Removal of trustees is unfortunately a regrettable action that courts must take on occasion. They are reluctant to remove a trustee but will do so when necessary. The reasons for the removal vary from case to case, but the fundamental principle that guides the courts is the welfare of the beneficiaries.
Clayton v Clayton is a recent example and is instructive on the tests the courts will apply when considering removal. It is a decision of Justice Sylvia Corthorn, and her Honour has provided us with very thorough reasons in which she discusses the tests in detail as she applies them to the facts.
2. The Facts
Gerald Clayton died in 2002, survived by his wife, Shirley, and their three children, Karen, Patricia, and Daniel, as well as the children of each of them. Gerald had amassed a sizable estate of more than $8 million, most of which was concentrated in a personal holding company. Gerald left a Primary and a Secondary Will. The Primary Will established a Family Trust, while the Secondary Will created ‘the Wife’s Trust’ for Shirley. Gerald appointed Shirley, Karen, and Patricia as the Executors of his Estate and the Trustees of both trusts. The Trustees could make decisions by majority, but Shirley had to be a member of the majority. As authorized by the Wills, the Trustees allocated approximately 25% of the shareholder’s equity in the holding company to the Wife’s Trust and 75% to the Family Trust. The Family Trust also held title to a home in Florida. On Shirley’s death, the Wife’s Trust would be collapsed and the assets remaining in it would then be added to the Family Trust. The estate would then be distributed equally among the three children, with a gift over to a child’s children if the child predeceased Shirley.
Both Wills gave wide powers to the Trustees with respect to paying income or capital the beneficiaries. Thus, for example, paragraph 5(b) of the Primary Will included phrases such as ‘uncontrolled discretion’ and ‘absolute discretion’. Similarly, the Trustees had absolute discretion under paragraph 6(m) to make advances or loans to any person with or without security. However, Paragraph 5(b) did not give the Trustees discretion to make advances to the spouses of grandchildren.
Daniel brought this application in 2016 for removal of the Trustees and their replacement with BMO Trust Company. He alleged that:
- The Trustees failed to keep adequate records and to provide an accounting when he asked them to do so;
- The Trustees acted in bad faith in the way in which they attempted to address the passing of accounts between 2004 and 2014;
- The Trustees acted outside the scope of their authority when they sought to dictate the terms of Dan’s will and to give them free rein over the management of the Trusts;
- Karen and Patricia were negligent in failing to address the decline in Shirley’s cognitive function, which began in 2018, when she could no longer fulfill her role as a trustee;
- The Trustees made unsecured and undocumented loans or advances from the Family Trust more than $3 m to Karen, Patricia and their adult children; and
- There is such a degree of hostility between the Trustees and Dan that it will be impossible for Trustees to carry out their duties and treat Dan fairly.

### Instructions
**1)** Decide whether each statement agrees with the Clayton v Clayton text, answering yes or no and quoting the deciding words: (a) Gerald Clayton's estate was worth more than $8 million; (b) the Trustees could make decisions by a majority that did not include Shirley; (c) Daniel asked that the Trustees be replaced with BMO Trust Company.
**2)** In the Clayton v Clayton text, what share of the shareholder's equity in the holding company did the Trustees allocate to the Wife's Trust?

### Given information
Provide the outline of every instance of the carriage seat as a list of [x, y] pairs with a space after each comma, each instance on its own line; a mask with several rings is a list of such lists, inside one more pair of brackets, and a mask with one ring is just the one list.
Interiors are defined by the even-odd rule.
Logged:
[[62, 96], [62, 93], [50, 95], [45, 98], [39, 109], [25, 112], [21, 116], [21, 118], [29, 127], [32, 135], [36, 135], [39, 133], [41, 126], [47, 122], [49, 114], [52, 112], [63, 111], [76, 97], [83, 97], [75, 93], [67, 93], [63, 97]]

### Worked solutions
**1)**
(a) Yes: "Gerald had amassed a sizable estate of more than $8 million"
(b) No: "The Trustees could make decisions by majority, but Shirley had to be a member of the majority."
(c) Yes: "Daniel brought this application in 2016 for removal of the Trustees and their replacement with BMO Trust Company."

**2)** Approximately 25%.